Count the lines in the items below that contain the word "logo". Reply with only the number.
Start of Given data
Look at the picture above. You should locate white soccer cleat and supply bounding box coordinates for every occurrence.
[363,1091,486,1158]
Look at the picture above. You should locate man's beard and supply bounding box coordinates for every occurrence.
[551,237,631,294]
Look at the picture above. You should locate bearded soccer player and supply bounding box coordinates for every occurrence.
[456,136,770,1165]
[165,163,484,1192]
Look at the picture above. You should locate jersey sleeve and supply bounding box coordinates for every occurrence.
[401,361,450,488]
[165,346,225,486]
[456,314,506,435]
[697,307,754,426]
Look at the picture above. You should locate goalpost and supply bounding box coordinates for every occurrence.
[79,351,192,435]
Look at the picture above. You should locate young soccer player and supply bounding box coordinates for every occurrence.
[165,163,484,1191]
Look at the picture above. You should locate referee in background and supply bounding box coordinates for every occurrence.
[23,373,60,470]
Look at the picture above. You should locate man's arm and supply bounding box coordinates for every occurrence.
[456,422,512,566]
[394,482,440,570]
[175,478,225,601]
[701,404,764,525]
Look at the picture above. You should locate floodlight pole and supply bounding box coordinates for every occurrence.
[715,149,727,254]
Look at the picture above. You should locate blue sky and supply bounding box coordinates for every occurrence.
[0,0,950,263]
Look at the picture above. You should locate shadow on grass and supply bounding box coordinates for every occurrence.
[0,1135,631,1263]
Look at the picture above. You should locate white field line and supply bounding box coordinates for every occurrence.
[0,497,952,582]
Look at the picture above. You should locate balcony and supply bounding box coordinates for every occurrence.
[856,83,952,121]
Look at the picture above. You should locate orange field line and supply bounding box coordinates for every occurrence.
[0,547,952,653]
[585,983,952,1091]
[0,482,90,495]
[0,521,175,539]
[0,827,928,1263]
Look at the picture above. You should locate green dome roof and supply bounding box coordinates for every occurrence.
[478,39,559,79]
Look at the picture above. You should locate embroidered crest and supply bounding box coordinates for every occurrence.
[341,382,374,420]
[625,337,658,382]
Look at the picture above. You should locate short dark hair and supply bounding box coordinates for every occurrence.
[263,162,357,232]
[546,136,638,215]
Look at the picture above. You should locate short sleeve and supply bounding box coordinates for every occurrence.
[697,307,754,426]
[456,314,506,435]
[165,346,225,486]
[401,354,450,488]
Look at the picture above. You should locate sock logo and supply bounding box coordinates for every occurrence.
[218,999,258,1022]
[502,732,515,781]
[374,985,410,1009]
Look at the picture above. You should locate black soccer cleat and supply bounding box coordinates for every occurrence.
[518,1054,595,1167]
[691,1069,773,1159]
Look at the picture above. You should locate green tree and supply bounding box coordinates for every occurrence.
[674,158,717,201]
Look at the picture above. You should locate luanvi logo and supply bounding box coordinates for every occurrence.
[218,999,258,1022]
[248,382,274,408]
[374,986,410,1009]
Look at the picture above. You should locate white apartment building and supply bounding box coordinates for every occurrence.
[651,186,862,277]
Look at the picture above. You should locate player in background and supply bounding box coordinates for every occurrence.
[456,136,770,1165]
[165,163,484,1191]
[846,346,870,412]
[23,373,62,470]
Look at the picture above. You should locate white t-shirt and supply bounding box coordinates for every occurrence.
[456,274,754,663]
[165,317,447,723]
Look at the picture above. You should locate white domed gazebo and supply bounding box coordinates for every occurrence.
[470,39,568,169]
End of Given data
Start of Given data
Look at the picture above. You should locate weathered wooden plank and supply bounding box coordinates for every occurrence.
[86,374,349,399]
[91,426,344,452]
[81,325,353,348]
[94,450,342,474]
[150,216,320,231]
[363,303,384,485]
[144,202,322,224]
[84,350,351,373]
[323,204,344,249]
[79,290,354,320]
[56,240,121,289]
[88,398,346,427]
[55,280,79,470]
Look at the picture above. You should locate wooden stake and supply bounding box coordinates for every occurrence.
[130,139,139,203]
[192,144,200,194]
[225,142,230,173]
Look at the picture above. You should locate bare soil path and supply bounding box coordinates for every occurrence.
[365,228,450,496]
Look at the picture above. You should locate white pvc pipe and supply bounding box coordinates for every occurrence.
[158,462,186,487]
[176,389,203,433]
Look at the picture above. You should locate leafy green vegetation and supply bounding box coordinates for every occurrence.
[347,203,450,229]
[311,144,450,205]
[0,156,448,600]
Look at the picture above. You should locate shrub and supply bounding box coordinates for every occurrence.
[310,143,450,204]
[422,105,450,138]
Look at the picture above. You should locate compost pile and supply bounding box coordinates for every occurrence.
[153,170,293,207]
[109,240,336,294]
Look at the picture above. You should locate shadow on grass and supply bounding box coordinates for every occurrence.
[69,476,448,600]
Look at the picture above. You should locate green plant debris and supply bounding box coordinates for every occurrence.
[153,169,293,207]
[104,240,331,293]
End of Given data
Start of Given data
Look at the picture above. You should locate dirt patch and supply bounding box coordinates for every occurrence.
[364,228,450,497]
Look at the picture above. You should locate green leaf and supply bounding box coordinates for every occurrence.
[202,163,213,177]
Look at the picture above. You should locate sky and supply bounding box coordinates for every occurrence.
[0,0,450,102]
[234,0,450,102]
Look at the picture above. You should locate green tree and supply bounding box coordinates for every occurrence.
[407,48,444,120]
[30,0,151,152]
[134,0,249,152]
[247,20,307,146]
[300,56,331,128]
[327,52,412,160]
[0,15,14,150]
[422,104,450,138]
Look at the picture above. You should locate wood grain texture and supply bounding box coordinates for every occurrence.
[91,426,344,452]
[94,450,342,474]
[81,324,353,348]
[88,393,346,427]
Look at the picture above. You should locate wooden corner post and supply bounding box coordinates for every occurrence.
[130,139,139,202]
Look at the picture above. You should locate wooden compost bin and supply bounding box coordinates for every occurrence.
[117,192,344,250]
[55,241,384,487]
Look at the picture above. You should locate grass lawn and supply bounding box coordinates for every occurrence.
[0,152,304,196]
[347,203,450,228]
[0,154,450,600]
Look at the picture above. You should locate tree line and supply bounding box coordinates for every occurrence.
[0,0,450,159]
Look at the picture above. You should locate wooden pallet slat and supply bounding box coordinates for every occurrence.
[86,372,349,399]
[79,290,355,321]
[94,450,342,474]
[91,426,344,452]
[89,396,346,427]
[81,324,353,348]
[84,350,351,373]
End of Given data
• _Result for this task_: 2